Records for this exercise:
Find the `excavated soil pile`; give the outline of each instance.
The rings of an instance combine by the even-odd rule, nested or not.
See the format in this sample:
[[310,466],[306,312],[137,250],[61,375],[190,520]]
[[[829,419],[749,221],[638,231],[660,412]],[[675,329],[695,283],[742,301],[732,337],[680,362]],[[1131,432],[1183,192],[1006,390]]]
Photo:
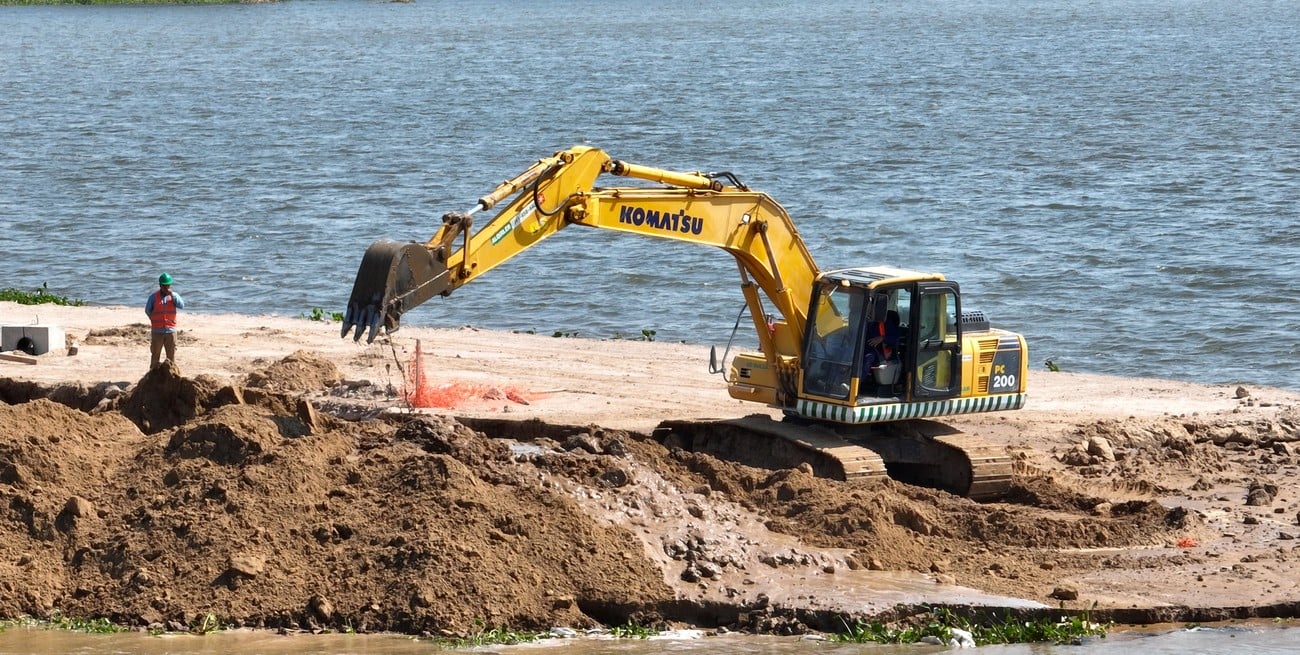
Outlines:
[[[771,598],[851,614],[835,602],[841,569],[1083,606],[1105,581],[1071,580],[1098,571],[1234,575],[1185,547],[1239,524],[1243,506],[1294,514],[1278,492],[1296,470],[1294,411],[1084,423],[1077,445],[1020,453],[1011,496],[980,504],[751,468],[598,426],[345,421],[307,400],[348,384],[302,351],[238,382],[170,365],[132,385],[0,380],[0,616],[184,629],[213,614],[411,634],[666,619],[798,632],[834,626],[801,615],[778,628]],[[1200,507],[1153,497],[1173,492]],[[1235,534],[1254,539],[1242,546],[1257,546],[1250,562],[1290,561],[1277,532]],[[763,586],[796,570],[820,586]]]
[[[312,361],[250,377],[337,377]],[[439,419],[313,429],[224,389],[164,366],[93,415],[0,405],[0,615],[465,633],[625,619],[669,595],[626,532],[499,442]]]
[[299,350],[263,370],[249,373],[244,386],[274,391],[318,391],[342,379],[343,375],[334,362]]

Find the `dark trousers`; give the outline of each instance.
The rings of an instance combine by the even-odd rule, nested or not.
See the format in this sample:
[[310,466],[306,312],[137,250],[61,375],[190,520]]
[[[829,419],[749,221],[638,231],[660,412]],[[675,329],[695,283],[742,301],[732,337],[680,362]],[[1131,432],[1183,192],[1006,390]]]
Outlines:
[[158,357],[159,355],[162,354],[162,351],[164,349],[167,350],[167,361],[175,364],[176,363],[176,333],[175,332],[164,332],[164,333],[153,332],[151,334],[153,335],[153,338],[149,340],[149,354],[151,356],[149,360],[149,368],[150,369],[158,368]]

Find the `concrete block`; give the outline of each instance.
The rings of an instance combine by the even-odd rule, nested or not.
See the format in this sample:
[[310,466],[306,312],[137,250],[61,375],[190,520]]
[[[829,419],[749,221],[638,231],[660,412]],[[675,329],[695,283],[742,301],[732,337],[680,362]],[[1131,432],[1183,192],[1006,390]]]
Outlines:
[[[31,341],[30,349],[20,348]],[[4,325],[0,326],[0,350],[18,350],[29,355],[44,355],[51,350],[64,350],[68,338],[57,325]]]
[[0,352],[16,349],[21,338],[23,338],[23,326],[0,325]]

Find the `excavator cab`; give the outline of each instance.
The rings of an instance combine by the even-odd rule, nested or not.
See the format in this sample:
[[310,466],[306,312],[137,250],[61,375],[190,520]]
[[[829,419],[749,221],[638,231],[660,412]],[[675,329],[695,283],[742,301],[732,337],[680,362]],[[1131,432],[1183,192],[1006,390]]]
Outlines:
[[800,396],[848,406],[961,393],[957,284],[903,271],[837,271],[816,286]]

==

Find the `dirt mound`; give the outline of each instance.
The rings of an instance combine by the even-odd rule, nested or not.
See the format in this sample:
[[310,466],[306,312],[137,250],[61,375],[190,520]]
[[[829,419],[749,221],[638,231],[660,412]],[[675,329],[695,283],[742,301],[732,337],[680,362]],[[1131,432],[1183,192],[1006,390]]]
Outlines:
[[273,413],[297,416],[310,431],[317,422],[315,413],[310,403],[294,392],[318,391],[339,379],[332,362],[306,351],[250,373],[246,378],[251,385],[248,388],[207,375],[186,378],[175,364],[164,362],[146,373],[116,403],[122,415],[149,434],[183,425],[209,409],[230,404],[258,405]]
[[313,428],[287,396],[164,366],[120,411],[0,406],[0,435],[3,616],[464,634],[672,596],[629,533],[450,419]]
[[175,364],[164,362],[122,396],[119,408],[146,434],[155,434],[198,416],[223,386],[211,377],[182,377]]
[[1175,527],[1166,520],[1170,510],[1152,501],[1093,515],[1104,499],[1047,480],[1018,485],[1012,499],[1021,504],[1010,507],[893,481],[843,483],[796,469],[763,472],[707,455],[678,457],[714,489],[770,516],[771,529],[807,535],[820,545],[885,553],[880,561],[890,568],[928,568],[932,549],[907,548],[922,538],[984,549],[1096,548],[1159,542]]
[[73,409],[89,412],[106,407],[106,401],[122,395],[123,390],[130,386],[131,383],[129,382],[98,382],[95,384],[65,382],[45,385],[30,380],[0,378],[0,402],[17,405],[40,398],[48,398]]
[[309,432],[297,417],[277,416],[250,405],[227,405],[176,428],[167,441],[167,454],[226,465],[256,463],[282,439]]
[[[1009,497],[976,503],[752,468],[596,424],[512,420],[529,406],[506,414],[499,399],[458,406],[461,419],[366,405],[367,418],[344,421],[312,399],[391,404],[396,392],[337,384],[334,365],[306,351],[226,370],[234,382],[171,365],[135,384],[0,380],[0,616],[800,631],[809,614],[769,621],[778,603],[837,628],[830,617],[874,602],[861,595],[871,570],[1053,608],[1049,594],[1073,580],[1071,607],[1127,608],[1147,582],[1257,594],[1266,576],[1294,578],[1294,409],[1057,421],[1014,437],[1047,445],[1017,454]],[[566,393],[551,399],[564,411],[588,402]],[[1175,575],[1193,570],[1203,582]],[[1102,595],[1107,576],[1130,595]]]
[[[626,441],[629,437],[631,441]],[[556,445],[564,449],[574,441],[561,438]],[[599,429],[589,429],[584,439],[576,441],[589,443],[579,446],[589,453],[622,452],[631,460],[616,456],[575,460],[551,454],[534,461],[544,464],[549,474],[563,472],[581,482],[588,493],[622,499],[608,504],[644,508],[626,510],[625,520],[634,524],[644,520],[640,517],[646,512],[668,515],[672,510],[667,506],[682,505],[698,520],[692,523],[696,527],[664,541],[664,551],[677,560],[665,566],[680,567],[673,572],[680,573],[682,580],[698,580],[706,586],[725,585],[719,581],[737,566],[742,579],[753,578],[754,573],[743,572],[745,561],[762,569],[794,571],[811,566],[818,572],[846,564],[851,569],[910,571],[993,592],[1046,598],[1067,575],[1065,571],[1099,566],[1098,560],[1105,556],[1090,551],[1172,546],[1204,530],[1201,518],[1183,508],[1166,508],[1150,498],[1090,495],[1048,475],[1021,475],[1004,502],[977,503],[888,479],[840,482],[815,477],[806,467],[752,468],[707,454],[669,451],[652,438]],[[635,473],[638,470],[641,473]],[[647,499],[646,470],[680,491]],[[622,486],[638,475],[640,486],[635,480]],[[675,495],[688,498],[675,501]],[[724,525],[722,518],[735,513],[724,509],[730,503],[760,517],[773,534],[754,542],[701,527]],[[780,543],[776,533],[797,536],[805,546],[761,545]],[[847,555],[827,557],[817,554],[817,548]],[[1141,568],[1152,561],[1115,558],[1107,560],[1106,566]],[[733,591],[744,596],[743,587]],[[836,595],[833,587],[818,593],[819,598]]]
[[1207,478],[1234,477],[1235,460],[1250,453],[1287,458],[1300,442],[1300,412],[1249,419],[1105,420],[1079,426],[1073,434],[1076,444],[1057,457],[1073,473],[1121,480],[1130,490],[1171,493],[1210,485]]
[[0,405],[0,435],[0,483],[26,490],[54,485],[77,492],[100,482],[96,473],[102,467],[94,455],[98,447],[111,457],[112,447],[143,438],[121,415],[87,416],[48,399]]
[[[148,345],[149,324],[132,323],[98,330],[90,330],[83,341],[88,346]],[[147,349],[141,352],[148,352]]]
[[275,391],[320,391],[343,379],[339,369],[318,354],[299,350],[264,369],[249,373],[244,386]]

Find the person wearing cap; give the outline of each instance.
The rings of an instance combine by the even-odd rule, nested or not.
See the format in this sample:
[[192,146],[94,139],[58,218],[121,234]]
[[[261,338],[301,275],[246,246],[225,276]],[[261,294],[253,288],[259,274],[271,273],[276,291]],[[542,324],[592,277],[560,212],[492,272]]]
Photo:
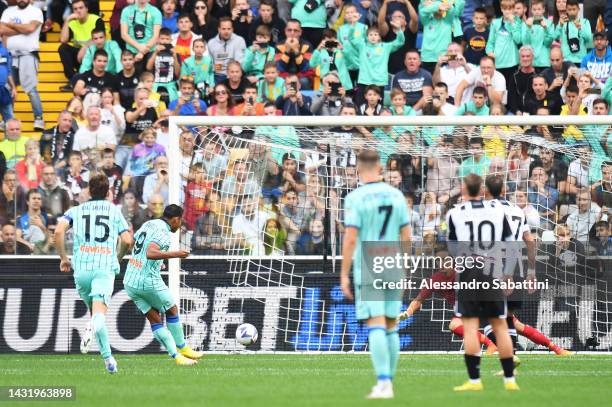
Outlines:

--

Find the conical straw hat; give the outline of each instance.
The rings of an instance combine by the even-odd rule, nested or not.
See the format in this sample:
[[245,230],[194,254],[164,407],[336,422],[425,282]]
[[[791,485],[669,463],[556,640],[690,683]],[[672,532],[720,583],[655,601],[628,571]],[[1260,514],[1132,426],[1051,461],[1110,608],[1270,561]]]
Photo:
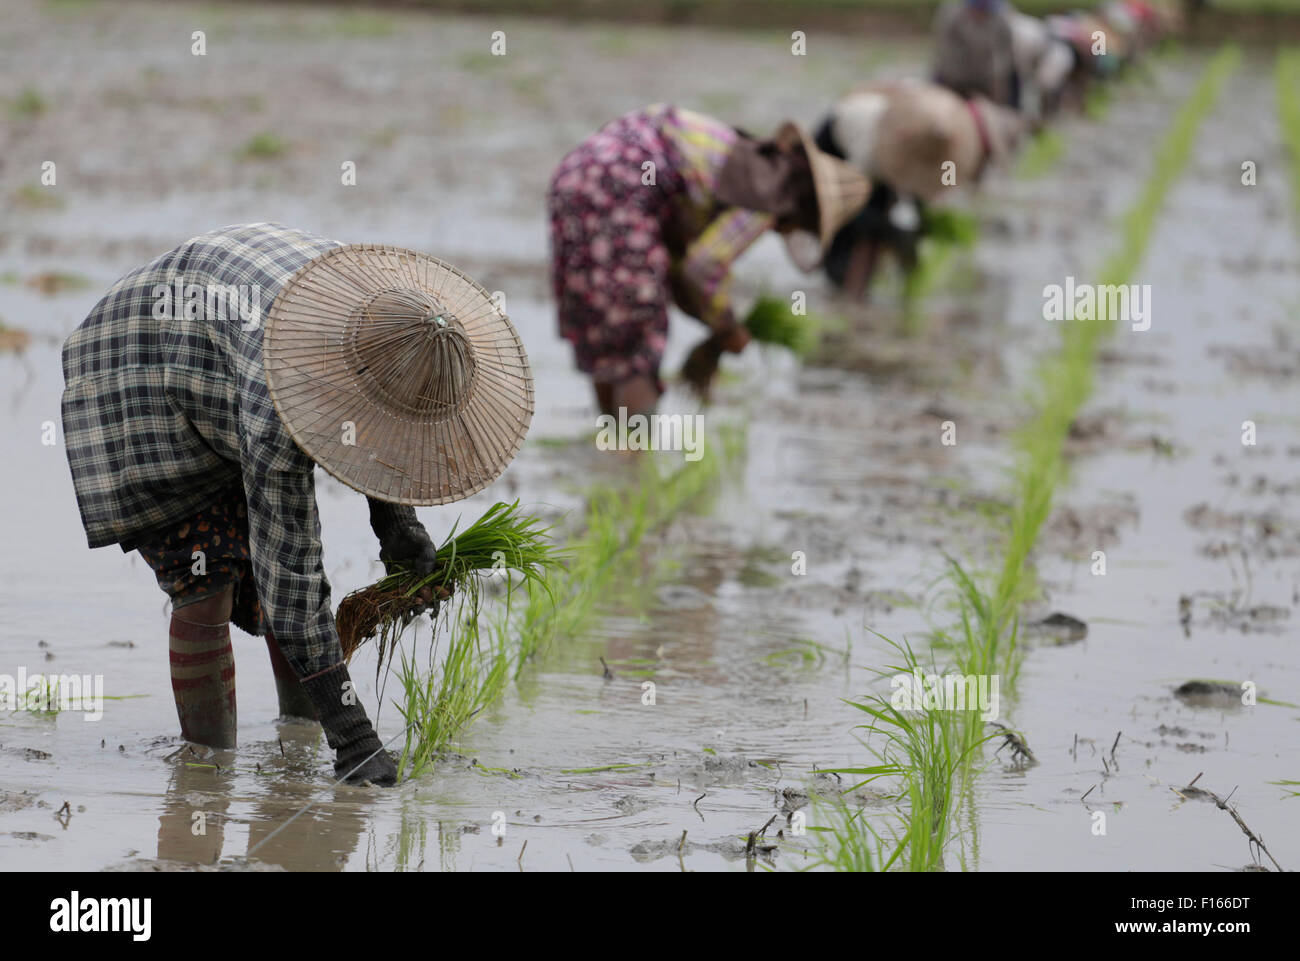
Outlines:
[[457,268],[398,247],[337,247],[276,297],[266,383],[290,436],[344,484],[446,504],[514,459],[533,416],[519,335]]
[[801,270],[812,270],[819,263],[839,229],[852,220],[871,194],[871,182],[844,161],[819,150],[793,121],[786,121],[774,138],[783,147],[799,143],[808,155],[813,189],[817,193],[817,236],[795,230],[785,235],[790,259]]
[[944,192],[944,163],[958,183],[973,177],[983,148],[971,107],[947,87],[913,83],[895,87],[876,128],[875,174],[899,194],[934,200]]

How to complete this task:
Copy each line above containing the string "give".

Finished task:
Find the `excavated soil pile`; give the outline of each instance.
Find the `dark trousers`; give the outline of each instance.
Find the `concrete block`; give the outline of each instance.
Find the `excavator cab`; give the outline of each instance.
Find the `dirt mound`; give the outline of each instance.
Find the person wearing cap; give the outline of each instance.
Find the conical straw hat; give the outline of each instance.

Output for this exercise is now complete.